─── TEXTO MOSTRADO ───
El prolífico género del realismo mágico, tanto en lo literario como en lo cinematográfico, acabó por causarnos urticaria con sus espectros filósofos (más pesados que el papá de Hamlet), su apología del exotismo tropical y sus epílogos trufados de fatalismo romántico. Supongo que la culpa fue de Isabel Allende, o más concretamente, de la preocupante tendencia a plagiarse a sí mismos de algunos autores “consagrados”.

No, la primera novela de Marla Jacarilla no es sólo realismo mágico y fugas surrealistas por doquier. Mecánica de la desidia estaría más cerca de Juan Rulfo, con destellos de escritura automática, narración polifónica y rechoteo a costa del mundo del arte y, en general, de la nadería que rodea al “hecho creativo” (sin ahorrarse por ello guiños cómplices a costa de Platón, Tracey Emin o Sophie Calle).

el arte pop ha muerto La mecánica de la desidia

Las múltiples voces que pueblan este relato –este instante, mejor dicho- ven violentada su existencia tirando a miserable por la pérfida aparición de mecánica de la desidia, deus ex machina capaz de importunar, regodearse en el sufrimiento ajeno, engañar a los sentidos, matar el oficio de escritor y finiquitar vidas poco ejemplares. Ah, y desaparecer 3 eternidades y 45 segundos después de cometer sus fechorías. Pero olvídense de la tragicómica parca que llamaba a la puerta de los snobs en El sentido de la vida, presentándose a sí misma como “el de la guadaña”. No, aquí su función se asemeja más a la del diablo cojuelo: una mezcla de fatalidad convenientemente aleatoria y Gollum perverso que escupe dientes y pone la zancadilla a seres ordinarios empeñados en creerse extraordinarios y que achacan al infortunio lo que es maldad sin moralina ni preferencias.

Así es como conocemos al escritor cuya obra nunca fue rentable, una especie de crisis con patas –emocional, creativa, ¡vital!- que aguarda la vuelta de quién ya no ha de volver y la irrupción en escena de unas musas en perpetua hibernación.

Su abúlica jornada acostumbra a incluir visitas a una camarera atada a su máquina de lo cotidiano (esa cafetera con umbral de sufrimiento acotado: servir 5.000 cafés y ni uno más). Trabará también conocimiento con un pintor asimétrico y encasillado en la provocación (religión y sexo molan, desde tiempos de san Juan Bautista y más allá de Madonna) y un guardián de las cosas inútiles que decide ocuparle el jardín.
─── DATOS PROPORCIONADOS ───
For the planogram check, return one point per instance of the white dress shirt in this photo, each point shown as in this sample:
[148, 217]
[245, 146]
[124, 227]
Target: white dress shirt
───
-- INSTRUCCIONES DE TAREAS --
1. Según la reseña de la novela Mecánica de la desidia, ¿a qué autor estaría más cerca esa obra?
2. Prosigue la reseña de la novela Mecánica de la desidia a partir de su última frase.
Las entradas no guardan relación alguna con la reseña de la novela Mecánica de la desidia.

-- RESPUESTAS DE TAREAS --
1. A Juan Rulfo.

2.
El singular desfile no se detiene ahí. También hay bichos. Insectos kafkianos, gatos azules, pájaros que no sobreviven a inmersiones prolongadas… el bestiario de Jacarilla padece martirio, indiferencia y otras lacras de principios de siglo.

La mecánica de la desidia

La estructura fragmentada de la obra –son pocos los episodios que ocupan más de una cuartilla- se enriquece con apariciones de amigos imaginarios (¿o no?) con extrañas enfermedades, marchantes de arte con mala conciencia, siamesas tailandesas y huérfanas del este de Europa convertidas en atracción mediática. La extrañeza inicial del lector (no teman, hay un cuadro sinóptico con la interrelación existente entre los personajes para los fanáticos de los inventarios) deja paso a la curiosidad no exenta de sinsabores (aquellos de “el buen policía” a los que se refería Roberto Bolaño).

Perplejidad, ternura, alienación y desorden. El puzzle de Marla puede ser recompuesto de muy diversas maneras; cada cuál es muy libre de escoger protagonista, si en verdad todavía alguien necesita de héroes en la narrativa contemporánea. Mecánica de la desidia cuenta historias que parecen sacadas de la sección de sucesos, pero pasadas por el terrible e igualador tamiz de “lo cotidiano”. Los personajes afrontan hechos insólitos sin expresar sorpresa alguna, en un continuo estado de inactividad (¿ese estado de aburrimiento tan definitorio de nuestro tiempo?), actitud desapasionada con la que la mayoría creemos ponernos a salvo del caos, la única ley impepinable de este Universo.

Quién sabe si la solución a tanta impasibilidad pase quizás por un quinto acto. Y por otra rebelión estúpida.